== TEXT ==
The 3nd Open Art Festival
in Xi'an, China Sep.2002

14 Sep. 2002


6. ARAI Shin-ichi(Japan)
"Tourist #4 Globalism/Internationalism"



At first ARAI said
In my childhood , TV news in Japan sometimes showed me that Chinese children, the red guard attacked bad adults like the head teacher and their big street demonstrations.
And also the children of farmers in Narita area in Japan fought against riot task forces with their parents. Because these days Japanese government wrested their lands from them to build up new Tokyo (Narita) airport without any agreements.
These two actions of children shocked me very much.
Especially I thought the Chinese children with "the Little Red Book (Quotations from Chairman Mao Tse-tung)" were my heroes and heroine.

Then I started to deeply read Lu Xun at the university who was the father of Chinese modern literature and also militant cultural activist before communists revolution.
Because for me and also Japanese young people, he is an amiable novelist.
I think 90% of Japanese children read Lu Xun at junior high school now and then.
Because his novels have been placed in almost all text book of junior high school in Japan.
And Mao Tse-tung also respected Lu Xun very much.


Arai choose 4 person to read the chapter "32. CULTURE AND ART"
of "the Little Red Book (Quotations from Chairman Mao Tse-tung)"
Lena ERIKSSON / German virsion
AI Weiwei / Chinese virsion
IIDA Yoko / Japanese version
Lennie LEE / English version
(from right to left)






After their reading of the chapter "32. CULTURE AND ART"
of "the Little Red Book (Quotations from Chairman Mao Tse-tung)"
ARAI did his handstand to read the last paragraph of "The True Story of Ah Q"
written by Lu Xun in his poor Chinese language, English and Japanese.



Quotations from Chairman Mao Tse-tung
32. CULTURE AND ART

In the world today all culture, all literature and art belong to definite classes and are geared to definite political lines.
There is in fact no such thing as art for art's sake, art that stands above classes, art that is detached from or independent of politics. Proletarian literature and art are part of the whole proletarian revolutionary cause; they are, as Lenin said , cogs and wheels in the whole revolutionary machine.
"Talks at the Yenan Forum on Literature and Art" (May 1942), Selected Works, Vol.III p.86.

Revolutionary culture is a powerful revolutionary weapon for the broad masses of the people. It prepares the ground ideologically before the revolution comes and is an important, indeed essential, fighting front in the general revolutionary front during the revolution.
"On New Democracy' (January 1940), Selected Works, Vol.II p.382.

All our literature and art are for the masses of the people, and in the first place for the workers, peasants and soldiers; they are created for the workers, peasants and soldiers and are for their use.
"Talks at the Yenan Forum on Literature and Art" (May 1942), Selected Works, Vol.III,p.84

Our literary and art worker must accomplish,this task and shift their stand; they must gradually move their feet over to the side of the workers, peasants and soldiers, to the side of the proletariat, through the process of going into their very midst and into the thick of practical struggles and through the process of studying Marxism and society.
Only in this way can we have a literature and art that are truly for the workers, peasants and soldiers, a truly proletarian literature and art.
lbid., p.78.

[Our purpose is] to ensure that literature and art fit well into the whole revolutionary machine as a component part, that they operate as powerful weapons for uniting and educating the people and for attacking and destroying the enemy, and that they help the people fight the enemy with one heart and one mind.

== SET OF TASKS ==
**a)** Transcribe the Open Art Festival page word for word, starting at "And also the" and ending at "me very much.".
**b)** Pick up the Open Art Festival page after its final sentence and keep writing it.
The listing is separate material with no connection to the Open Art Festival page.

== MATERIAL PROVIDED ==
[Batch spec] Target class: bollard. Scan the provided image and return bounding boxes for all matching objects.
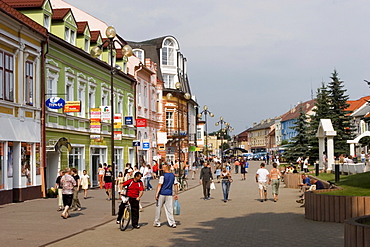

== OUTPUTS BY TASK ==
**a)**
And also the children of farmers in Narita area in Japan fought against riot task forces with their parents. Because these days Japanese government wrested their lands from them to build up new Tokyo (Narita) airport without any agreements.
These two actions of children shocked me very much.

**b)**
lbid., p.70

In literary and art criticism there are two criteria, the political and the artistic. . . .
There is the political criterion and there is the artistic criterion; what is the relationship between the two? Politics cannot be equated with art, nor can a general world outlook be equated with a method of artistic creation and criticism. We deny not only that there is an abstract and absolutely unchangeable political criterion, but also that there is an abstract and absolutely unchangeable artistic criterion; each class in every class society has its own political and artistic criteria. But all classes in all class societies invariably the political criterion first and the artistic criterion second. . . . What we demand is the unity of politics and art, the unity of content and form, the unity of revolutionary political content and the highest possible perfection of artistic form. Works of art which lack artistic quality have no force, however progressive they are politically. Therefore, we oppose both works of art with a wrong political viewpoint and the tendency towards the "poster and slogan style" which is correct in political viewpoint but lacking in artistic power.
On questions of literature and art we must carry on a struggle on two fronts.
lbid., pp.88-90.*

Letting a hundred flowers blossom and a hundred schools of thought contend is the policy for promoting the progress of the arts and the sciences and a flourishing socialist culture in our land. Different forms and styles in art should develop freely and different schools in science should contend freely. We think that it is harmful to the growth of art and science if administrative measures are used to impose one particular style of art or school of thought and to ban another. Questions of right and wrong in the arts and sciences should be settled through free discussion in artistic and scientific circles and through practical work in these fields they should not be settled in summary fashion.
On the Correct Handling of Contradictions Among the People
(February 27,1957), 1st pocket ed.,pp.49-50

An army without culture is a dull-witted army and a dull-witted army not defeat the enemy.
"The United Front in Cultural Work"(October 30,1944),Selected Works,Vol.III p.235



the last paragraph of "The True Story of Ah Q"
written by Lu Xun

As for any discussion of the event, no question was raised in Weizhuang village. Naturally all agreed that Ah Q had been a bad man, the proof being that he had been shot; for if he had not been bad, how could he have been shot? But the consensus of opinion in town was unfavourable. Most people were dissatisfied, because a shooting was not such a fine spectacle as a decapitation; and what a ridiculous culprit he had been too, to pass through so many streets without singing a single line from an opera. They had followed him for nothing.
December 1921



6. ARAI Shin-ichi (Japan)
"Tourist #4 Globalism/Internationalism"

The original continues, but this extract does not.